* [AIM OF THE TASK]
Output each record below exactly, and include all of them.

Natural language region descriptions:
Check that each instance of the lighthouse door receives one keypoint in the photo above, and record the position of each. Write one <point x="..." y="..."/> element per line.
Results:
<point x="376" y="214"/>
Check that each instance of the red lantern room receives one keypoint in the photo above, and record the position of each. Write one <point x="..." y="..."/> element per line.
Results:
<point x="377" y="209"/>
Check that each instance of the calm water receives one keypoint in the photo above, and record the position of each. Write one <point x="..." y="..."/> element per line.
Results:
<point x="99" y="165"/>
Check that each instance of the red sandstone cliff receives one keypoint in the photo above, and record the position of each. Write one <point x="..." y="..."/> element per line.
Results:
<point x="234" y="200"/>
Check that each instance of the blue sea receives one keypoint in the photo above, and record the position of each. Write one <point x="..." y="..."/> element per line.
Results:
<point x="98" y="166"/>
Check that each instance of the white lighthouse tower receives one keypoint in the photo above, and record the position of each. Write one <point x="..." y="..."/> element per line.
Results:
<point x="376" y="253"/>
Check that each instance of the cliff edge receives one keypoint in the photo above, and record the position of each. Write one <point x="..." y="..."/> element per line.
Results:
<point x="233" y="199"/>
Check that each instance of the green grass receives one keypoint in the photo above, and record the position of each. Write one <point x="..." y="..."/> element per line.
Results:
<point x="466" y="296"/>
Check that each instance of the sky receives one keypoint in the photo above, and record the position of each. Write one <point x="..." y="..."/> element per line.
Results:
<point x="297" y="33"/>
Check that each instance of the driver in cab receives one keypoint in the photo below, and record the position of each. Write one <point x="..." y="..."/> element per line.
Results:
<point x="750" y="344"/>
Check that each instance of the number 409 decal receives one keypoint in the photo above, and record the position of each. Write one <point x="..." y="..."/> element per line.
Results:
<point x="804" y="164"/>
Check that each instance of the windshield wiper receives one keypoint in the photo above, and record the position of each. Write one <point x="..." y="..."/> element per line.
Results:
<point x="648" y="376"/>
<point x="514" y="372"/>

* [OUTPUT]
Check that each instance of the lighthouse door receives one keypoint in the photo above, and record the position of each. Write one <point x="..." y="..."/> element per line.
Results:
<point x="376" y="214"/>
Check that each instance of the red lantern room receives one keypoint in the photo above, and record the position of each. Write one <point x="..." y="..."/> element per line.
Results:
<point x="377" y="209"/>
Check that each instance of the calm water receives one keypoint in the photo above, and record the position of each. Write one <point x="..." y="..."/> element per line.
Results:
<point x="99" y="165"/>
Check that each instance of the red sandstone cliff receives one keypoint in the photo above, and record the position of each. Write one <point x="..." y="..."/> element per line.
Results:
<point x="234" y="200"/>
Check that each instance of the blue sea receives one keypoint in the photo above, and record the position of each. Write one <point x="..." y="..."/> element per line.
Results:
<point x="98" y="166"/>
Check that each instance of the white lighthouse tower receives one keypoint in the photo above, and record the position of each. Write one <point x="..." y="..."/> element per line.
Results:
<point x="376" y="253"/>
Check that each instance of the cliff edge receives one keypoint in the photo above, and record the position of each. Write one <point x="..." y="..."/> element per line.
Results:
<point x="233" y="199"/>
Check that each instance of the green grass receives one keypoint in the photo above, and record the position of each. Write one <point x="..." y="..."/> element per line.
Results:
<point x="466" y="296"/>
Check that each instance of the sky receives one keypoint in the photo above, and record the position of each. Write one <point x="..." y="..."/> element per line.
Results:
<point x="297" y="33"/>
Check that each instance of the driver in cab receives one keypoint in the photo below, and record the position of each. Write one <point x="..." y="..."/> element per line.
Results:
<point x="750" y="344"/>
Check that each instance of the number 409 decal receives one keypoint in the photo above, and record the position of each. Write one <point x="..." y="..."/> element per line.
Results:
<point x="804" y="164"/>
Check that each instance of the windshield wiper receives one keypoint in the photo above, and record the position of each. Write one <point x="..." y="..."/> element per line.
Results:
<point x="648" y="376"/>
<point x="514" y="372"/>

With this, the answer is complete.